- _JOB_
Pick out every line in the rows below that contains the word "suit", and copy each such line in full.

- _EXERCISE INPUT_
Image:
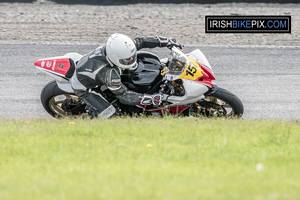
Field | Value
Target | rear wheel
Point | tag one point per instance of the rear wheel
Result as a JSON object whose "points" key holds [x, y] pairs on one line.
{"points": [[59, 103], [220, 103]]}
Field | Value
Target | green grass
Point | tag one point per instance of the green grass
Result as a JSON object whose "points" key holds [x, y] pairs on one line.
{"points": [[135, 159]]}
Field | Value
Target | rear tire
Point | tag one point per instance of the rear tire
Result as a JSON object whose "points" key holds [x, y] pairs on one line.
{"points": [[59, 103]]}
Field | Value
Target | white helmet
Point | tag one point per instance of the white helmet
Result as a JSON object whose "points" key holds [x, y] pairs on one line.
{"points": [[121, 51]]}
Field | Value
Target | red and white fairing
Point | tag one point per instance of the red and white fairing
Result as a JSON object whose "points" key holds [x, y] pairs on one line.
{"points": [[60, 68]]}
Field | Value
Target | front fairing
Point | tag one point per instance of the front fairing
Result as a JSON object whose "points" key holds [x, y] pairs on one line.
{"points": [[188, 67]]}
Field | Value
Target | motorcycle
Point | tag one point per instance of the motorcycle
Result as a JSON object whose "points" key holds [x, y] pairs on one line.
{"points": [[185, 80]]}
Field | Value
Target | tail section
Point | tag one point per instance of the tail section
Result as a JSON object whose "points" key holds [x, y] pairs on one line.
{"points": [[57, 67]]}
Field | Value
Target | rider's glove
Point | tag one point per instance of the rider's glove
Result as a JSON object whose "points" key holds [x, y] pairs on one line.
{"points": [[154, 99], [172, 42]]}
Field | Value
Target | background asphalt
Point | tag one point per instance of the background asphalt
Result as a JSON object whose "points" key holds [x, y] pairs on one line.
{"points": [[265, 78]]}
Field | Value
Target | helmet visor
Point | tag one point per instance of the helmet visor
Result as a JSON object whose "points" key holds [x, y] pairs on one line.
{"points": [[128, 61]]}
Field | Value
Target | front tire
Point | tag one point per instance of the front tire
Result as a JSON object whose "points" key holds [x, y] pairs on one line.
{"points": [[219, 103]]}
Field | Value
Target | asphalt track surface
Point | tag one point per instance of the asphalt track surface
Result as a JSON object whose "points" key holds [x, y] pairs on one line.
{"points": [[266, 79]]}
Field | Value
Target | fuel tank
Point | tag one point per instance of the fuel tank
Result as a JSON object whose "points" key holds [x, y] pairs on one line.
{"points": [[146, 78]]}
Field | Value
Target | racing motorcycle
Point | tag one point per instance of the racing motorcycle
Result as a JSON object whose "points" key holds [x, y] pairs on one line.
{"points": [[185, 80]]}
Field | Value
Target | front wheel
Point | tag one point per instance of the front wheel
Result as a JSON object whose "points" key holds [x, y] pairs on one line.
{"points": [[59, 103], [219, 103]]}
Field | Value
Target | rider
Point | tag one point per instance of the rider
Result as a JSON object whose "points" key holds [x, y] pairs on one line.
{"points": [[103, 67]]}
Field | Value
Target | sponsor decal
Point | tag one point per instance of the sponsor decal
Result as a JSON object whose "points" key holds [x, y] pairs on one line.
{"points": [[53, 66], [248, 24], [61, 66], [48, 64]]}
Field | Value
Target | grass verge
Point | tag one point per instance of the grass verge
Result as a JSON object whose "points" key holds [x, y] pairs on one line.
{"points": [[139, 158]]}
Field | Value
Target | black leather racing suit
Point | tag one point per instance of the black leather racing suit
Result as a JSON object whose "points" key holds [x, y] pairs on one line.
{"points": [[94, 70]]}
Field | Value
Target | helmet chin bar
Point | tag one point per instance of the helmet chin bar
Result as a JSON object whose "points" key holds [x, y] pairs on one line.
{"points": [[109, 61]]}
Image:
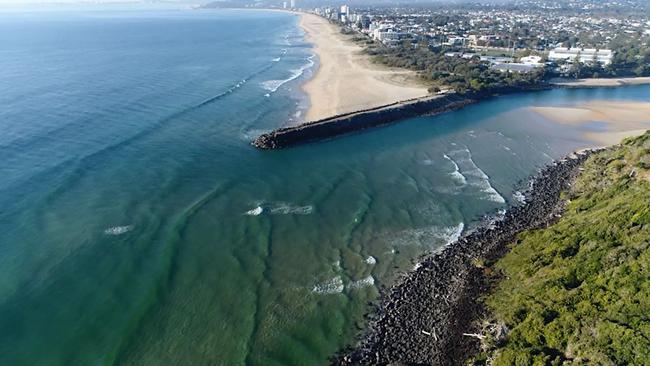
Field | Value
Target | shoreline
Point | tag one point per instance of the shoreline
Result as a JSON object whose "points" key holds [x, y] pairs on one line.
{"points": [[346, 80], [600, 82], [425, 317]]}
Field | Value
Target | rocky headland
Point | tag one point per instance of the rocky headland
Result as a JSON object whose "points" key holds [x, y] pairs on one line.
{"points": [[428, 317]]}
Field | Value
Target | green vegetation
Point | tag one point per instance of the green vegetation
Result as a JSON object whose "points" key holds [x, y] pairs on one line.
{"points": [[578, 292], [456, 73]]}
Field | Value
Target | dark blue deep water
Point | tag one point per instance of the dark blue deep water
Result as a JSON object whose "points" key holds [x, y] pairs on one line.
{"points": [[137, 225]]}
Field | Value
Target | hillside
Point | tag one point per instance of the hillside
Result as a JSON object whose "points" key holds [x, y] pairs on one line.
{"points": [[578, 292]]}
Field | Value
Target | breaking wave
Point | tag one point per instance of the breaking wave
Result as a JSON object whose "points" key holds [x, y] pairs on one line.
{"points": [[273, 85], [463, 157], [333, 286], [287, 209], [254, 212], [118, 230], [364, 282], [456, 174], [425, 235], [279, 208], [519, 197]]}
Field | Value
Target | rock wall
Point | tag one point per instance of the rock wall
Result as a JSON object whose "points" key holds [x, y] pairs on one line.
{"points": [[356, 121], [421, 320]]}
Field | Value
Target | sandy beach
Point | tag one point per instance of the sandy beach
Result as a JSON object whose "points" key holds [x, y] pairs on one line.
{"points": [[615, 120], [347, 80], [580, 83]]}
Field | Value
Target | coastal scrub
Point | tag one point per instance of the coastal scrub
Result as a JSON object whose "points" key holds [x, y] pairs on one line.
{"points": [[577, 292]]}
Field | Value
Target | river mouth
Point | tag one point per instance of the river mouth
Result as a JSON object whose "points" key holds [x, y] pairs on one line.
{"points": [[136, 201]]}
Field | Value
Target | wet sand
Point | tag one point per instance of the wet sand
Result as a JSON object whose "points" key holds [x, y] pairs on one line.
{"points": [[603, 122], [347, 80], [579, 83]]}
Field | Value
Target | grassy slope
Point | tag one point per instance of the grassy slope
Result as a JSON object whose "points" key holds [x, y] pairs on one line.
{"points": [[578, 292]]}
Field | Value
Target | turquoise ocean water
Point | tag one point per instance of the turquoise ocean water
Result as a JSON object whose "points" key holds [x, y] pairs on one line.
{"points": [[137, 225]]}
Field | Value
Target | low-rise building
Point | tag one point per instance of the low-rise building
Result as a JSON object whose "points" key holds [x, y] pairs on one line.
{"points": [[583, 55]]}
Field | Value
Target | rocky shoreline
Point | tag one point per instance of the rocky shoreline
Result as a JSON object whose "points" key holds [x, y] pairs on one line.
{"points": [[425, 317], [360, 120]]}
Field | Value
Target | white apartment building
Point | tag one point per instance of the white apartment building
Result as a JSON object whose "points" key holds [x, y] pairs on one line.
{"points": [[584, 55]]}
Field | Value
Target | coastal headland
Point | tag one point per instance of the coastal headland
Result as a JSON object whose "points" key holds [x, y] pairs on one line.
{"points": [[427, 317]]}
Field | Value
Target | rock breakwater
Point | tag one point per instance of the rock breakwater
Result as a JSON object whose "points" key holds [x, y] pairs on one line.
{"points": [[422, 318], [360, 120]]}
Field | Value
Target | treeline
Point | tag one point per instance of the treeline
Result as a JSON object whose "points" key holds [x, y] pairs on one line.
{"points": [[456, 73], [577, 293]]}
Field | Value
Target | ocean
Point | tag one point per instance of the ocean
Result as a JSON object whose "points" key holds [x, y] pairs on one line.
{"points": [[138, 226]]}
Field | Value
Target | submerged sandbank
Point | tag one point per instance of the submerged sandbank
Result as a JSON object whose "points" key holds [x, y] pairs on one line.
{"points": [[600, 82], [604, 122], [347, 80]]}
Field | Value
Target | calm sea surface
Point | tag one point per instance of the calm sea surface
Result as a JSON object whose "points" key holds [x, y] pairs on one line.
{"points": [[137, 225]]}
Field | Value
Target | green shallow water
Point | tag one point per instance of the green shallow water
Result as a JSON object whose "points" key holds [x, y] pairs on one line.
{"points": [[128, 222]]}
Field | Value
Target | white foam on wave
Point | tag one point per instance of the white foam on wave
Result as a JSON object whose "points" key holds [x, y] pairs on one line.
{"points": [[519, 197], [118, 230], [279, 208], [255, 212], [482, 180], [453, 233], [364, 282], [332, 286], [456, 174], [273, 85], [287, 209], [425, 235]]}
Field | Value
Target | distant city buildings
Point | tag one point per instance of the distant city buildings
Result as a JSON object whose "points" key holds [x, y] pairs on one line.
{"points": [[497, 35]]}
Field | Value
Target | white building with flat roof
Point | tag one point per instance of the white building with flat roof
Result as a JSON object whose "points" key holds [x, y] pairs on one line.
{"points": [[584, 55]]}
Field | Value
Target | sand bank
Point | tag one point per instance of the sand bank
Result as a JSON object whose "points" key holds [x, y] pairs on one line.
{"points": [[347, 80], [603, 122], [601, 82]]}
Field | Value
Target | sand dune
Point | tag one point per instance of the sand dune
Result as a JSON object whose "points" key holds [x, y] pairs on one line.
{"points": [[347, 80], [617, 120]]}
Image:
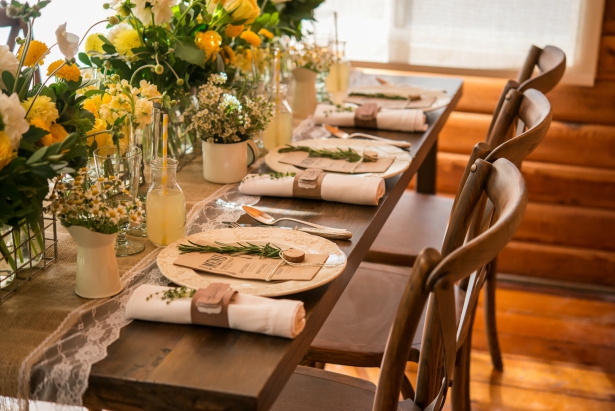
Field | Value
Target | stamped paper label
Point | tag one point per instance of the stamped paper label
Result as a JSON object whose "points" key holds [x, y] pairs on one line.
{"points": [[251, 267], [303, 160]]}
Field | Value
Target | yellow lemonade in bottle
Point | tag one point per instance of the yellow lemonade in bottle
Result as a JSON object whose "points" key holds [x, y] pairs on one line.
{"points": [[166, 216]]}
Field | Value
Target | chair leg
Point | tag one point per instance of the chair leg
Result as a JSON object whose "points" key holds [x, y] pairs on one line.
{"points": [[490, 322], [407, 391]]}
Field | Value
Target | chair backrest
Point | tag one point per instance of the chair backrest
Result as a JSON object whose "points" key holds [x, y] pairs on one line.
{"points": [[551, 63], [434, 275]]}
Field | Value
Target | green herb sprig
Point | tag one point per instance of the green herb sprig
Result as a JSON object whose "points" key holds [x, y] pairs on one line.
{"points": [[349, 155], [174, 293], [264, 251]]}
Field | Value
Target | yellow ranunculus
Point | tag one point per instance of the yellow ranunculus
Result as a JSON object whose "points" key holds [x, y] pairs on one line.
{"points": [[127, 40], [58, 133], [68, 72], [209, 42], [251, 37], [6, 153], [36, 50], [233, 31], [266, 33], [242, 10], [42, 108], [40, 123], [94, 43]]}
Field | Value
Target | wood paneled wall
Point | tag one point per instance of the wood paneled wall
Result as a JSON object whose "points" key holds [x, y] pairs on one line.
{"points": [[568, 233]]}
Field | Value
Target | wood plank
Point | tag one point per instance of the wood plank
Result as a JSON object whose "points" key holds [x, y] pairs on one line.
{"points": [[558, 263], [606, 58], [547, 183], [566, 143]]}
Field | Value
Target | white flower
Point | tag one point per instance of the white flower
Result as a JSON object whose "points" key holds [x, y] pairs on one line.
{"points": [[8, 62], [67, 42], [162, 10], [14, 118], [143, 11]]}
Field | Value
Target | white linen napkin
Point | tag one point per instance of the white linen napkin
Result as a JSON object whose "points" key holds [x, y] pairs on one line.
{"points": [[398, 120], [335, 187], [282, 318]]}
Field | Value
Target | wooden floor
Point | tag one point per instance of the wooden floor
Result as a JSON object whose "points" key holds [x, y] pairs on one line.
{"points": [[559, 354]]}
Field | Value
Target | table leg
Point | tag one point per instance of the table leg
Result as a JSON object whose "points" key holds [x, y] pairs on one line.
{"points": [[426, 178]]}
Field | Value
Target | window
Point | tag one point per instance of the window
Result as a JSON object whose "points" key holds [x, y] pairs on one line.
{"points": [[489, 37]]}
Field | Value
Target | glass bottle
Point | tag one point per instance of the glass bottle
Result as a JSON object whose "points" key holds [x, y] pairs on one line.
{"points": [[165, 204], [279, 131]]}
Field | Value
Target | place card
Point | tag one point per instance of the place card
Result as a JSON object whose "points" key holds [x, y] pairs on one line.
{"points": [[303, 160], [252, 267]]}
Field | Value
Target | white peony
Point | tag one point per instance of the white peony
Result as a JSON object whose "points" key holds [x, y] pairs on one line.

- _RESULT BELOW_
Target | black leather racing suit
Point | tag one point per instance of the black leather racing suit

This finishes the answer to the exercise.